+++ Records for the task

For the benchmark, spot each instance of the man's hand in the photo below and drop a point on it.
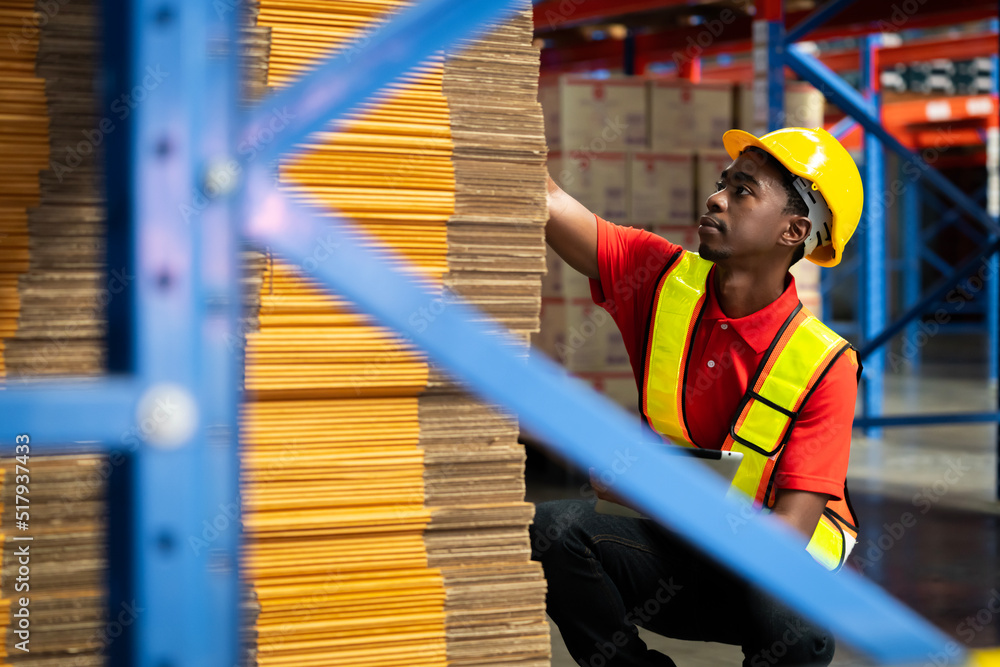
(571, 231)
(800, 509)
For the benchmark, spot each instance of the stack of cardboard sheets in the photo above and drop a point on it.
(52, 317)
(383, 506)
(24, 150)
(63, 296)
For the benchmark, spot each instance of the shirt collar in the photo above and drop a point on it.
(760, 328)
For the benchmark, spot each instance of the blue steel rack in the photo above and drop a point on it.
(180, 202)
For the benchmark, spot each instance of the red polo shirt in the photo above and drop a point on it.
(725, 353)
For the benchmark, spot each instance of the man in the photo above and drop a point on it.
(725, 357)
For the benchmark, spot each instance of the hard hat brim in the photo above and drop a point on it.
(736, 141)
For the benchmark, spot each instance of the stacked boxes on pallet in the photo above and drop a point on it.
(645, 153)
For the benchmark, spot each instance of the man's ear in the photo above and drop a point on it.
(796, 231)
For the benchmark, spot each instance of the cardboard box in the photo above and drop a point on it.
(619, 386)
(683, 115)
(594, 115)
(804, 106)
(581, 336)
(598, 181)
(709, 166)
(661, 188)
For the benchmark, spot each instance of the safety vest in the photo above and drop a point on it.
(796, 360)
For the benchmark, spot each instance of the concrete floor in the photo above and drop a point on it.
(946, 566)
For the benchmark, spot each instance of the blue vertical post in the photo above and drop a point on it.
(769, 67)
(993, 210)
(873, 315)
(911, 231)
(628, 53)
(185, 519)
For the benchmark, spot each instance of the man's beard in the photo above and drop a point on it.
(713, 254)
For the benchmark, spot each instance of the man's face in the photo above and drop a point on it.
(744, 218)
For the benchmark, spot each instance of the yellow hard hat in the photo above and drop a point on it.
(820, 159)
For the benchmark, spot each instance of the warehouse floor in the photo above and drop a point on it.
(945, 566)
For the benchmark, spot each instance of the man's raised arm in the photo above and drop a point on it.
(572, 231)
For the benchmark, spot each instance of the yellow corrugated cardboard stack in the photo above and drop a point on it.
(375, 492)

++++++

● Task goal:
Extract every item above word for word, one per line, and leave out the picture.

● Final result:
For the benchmark, spot each instance of the man's hand in the photo below and drop a point on it.
(571, 231)
(800, 509)
For the benchmark, spot each instance of the stack of cardboard sheets in the photo above and drop a point on it.
(52, 317)
(383, 506)
(24, 150)
(63, 296)
For the benchmark, spot each instance of the shirt collar in the photo above and drop a point on it.
(760, 328)
For the benchmark, spot each instance of the blue steel rack in the photo above and drop a point on it.
(180, 202)
For the benchmark, spot each instance of the red polo shirt in the photo above and drop a point on it.
(725, 353)
For the benchmark, spot each instance of the man in the photo above and drop a point on it.
(725, 357)
For the benchmark, spot each instance of the hard hat brim in the photo above and drop a point on it.
(736, 141)
For the benchmark, spot each instance of the stacked boxes on pallet in the photo above and drop a point on it.
(645, 153)
For the benchmark, spot each instance of the man's ear in the photo above and drop a point on it.
(796, 231)
For the benchmark, spot each instance of the cardboard box in the photo above and drop a point on it.
(619, 386)
(683, 115)
(594, 115)
(804, 106)
(581, 336)
(598, 181)
(709, 166)
(661, 188)
For the benchmark, spot each instance of the safety vest in the photo above and drop a point on it.
(796, 360)
For the benchmark, spot each instance of the concrete floor in the photo above and drop a point on it.
(946, 566)
For the benchmark, spot each instance of the blue vertical post in the photo above and drop a point on it.
(769, 67)
(993, 210)
(873, 315)
(911, 231)
(628, 53)
(185, 519)
For the benchmark, spot each instance of the man's beard in the photo above and drop a point on it.
(713, 254)
For the benchmark, spot each instance of the man's face in the photo above and drop a point on it.
(744, 218)
For the benchmark, spot each instance of the yellow hard hat in the photo above and drop a point on it.
(820, 159)
For the benchmark, spot each instance of the warehouse floor in the photo above and drop a point on it.
(945, 566)
For the benchmark, spot each instance of the man's raised arm in the photo above and drop a point on it.
(572, 231)
For the benchmark, spot each instance of the yellow corrugated cardboard stack in the photo above and drop a point on it.
(375, 492)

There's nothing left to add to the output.